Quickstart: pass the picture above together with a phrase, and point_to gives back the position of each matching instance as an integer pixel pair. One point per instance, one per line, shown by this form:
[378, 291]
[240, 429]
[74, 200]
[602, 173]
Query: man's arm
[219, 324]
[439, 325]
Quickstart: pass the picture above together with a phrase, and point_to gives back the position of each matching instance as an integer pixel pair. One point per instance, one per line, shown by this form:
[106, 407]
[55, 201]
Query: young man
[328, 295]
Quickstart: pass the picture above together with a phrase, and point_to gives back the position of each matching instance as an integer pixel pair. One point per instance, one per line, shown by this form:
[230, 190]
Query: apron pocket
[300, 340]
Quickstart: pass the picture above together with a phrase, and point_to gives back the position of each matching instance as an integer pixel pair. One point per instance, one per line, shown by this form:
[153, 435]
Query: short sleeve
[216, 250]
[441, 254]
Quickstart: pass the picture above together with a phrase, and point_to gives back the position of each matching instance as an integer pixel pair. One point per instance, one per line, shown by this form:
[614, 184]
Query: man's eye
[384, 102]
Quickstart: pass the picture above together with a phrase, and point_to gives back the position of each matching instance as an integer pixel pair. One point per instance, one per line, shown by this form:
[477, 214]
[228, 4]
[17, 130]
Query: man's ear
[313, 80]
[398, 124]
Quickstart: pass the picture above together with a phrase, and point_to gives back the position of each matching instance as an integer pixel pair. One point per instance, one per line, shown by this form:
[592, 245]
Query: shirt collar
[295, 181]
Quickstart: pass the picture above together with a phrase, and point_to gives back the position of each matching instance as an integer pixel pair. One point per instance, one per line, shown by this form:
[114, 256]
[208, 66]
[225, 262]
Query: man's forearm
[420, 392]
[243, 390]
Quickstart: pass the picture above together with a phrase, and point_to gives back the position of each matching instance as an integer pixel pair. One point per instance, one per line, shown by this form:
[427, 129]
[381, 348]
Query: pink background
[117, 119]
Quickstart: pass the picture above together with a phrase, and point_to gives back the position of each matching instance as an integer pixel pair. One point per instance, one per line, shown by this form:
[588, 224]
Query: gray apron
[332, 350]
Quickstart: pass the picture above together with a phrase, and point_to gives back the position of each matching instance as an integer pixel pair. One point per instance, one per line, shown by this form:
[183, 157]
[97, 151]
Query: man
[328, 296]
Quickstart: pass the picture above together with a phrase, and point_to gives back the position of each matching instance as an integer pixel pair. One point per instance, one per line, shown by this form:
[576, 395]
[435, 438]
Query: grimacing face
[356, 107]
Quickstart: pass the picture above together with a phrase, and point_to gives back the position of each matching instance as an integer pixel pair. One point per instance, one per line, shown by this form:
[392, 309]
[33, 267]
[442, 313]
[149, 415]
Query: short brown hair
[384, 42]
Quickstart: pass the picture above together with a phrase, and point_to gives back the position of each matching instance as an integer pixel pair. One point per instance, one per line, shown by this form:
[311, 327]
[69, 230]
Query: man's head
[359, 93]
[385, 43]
----------
• **Task requirements**:
Exact output of every entry is required.

• **Final answer**:
Quickstart: pass the picture above together with a phrase, and point_to gives back the position of each matching instance as an integer pixel pair. One point per instance, one per line, shown by this form:
[378, 291]
[240, 429]
[74, 200]
[602, 173]
Query: man's arm
[219, 324]
[439, 325]
Quickstart: pass the picture above together with a phrase, and point_to gives back the position of each matching instance as an integer pixel pair. One point per instance, one per line, shown by this form:
[106, 407]
[55, 201]
Query: young man
[328, 295]
Quickstart: pass the picture above together with a phrase, and point_to gives back the position of each matching instance as an integer pixel pair. One point per instance, one per line, shown by this form:
[230, 190]
Query: apron pocket
[300, 340]
Quickstart: pass the picture above together with a phrase, and point_to gives back the position of each matching instance as an integer pixel pair. One point per instance, one per line, shown by this form:
[153, 435]
Query: short sleeve
[216, 250]
[441, 254]
Quickstart: pass the picture above together with a phrase, and point_to gives back the position of each matching instance as an integer pixel pair. One point per instance, one per line, shown by this form:
[614, 184]
Query: man's eye
[384, 102]
Quickstart: pass the picture above together with a phrase, and point_to gives back the position of each matching instance as an integer pixel pair. One point per instance, one per line, shown by this form:
[477, 214]
[228, 4]
[17, 130]
Query: man's ear
[313, 80]
[398, 124]
Quickstart: pass the picture above together with a phrase, and point_to gives back the position of each matching instance as an integer pixel pair. One point per instance, one per line, shown by this form:
[592, 245]
Query: shirt collar
[295, 181]
Quickstart: pass the picture above together with a phrase, and point_to gives back the position of each matching instance as an integer pixel pair. One point per instance, one per line, shown by this form:
[114, 256]
[208, 66]
[225, 262]
Query: man's forearm
[420, 392]
[243, 390]
Quickstart: pass the picture above together with a phrase, and point_to gives back the position of each matching instance as an integer pixel pair. One point per instance, one per line, shown by this form:
[427, 129]
[381, 348]
Query: pink background
[117, 119]
Quickstart: pass the picture above together with a phrase, and point_to gives back the position of each matching instance as an integer pixel pair. One point per instance, one per line, shown by this form:
[588, 224]
Query: gray apron
[332, 350]
Quickstart: pass the picture above together with a phrase, and point_to gives back the position of each matching instance as an integer pixel pair. One point per instance, one per line, shown by this form:
[183, 157]
[97, 151]
Query: man
[328, 296]
Quickstart: pass the picture above together with a phrase, and point_to gives back the position of each matching instance as an integer pixel pair. One point per instance, one per line, shown by this form:
[576, 395]
[435, 438]
Query: grimacing face
[356, 107]
Quickstart: pass the picture above together with a phrase, and point_to gives back the position of each matching instance as an integer pixel pair. One point per instance, one per line, shown by this form:
[392, 309]
[33, 267]
[442, 313]
[149, 415]
Query: short brown hair
[384, 42]
Quickstart: pass the picture above together with a phrase, and point_to gives back the position of each matching instance as an integer pixel pair. One point per instance, one per line, shown by this form:
[311, 327]
[69, 230]
Query: man's head
[359, 93]
[385, 43]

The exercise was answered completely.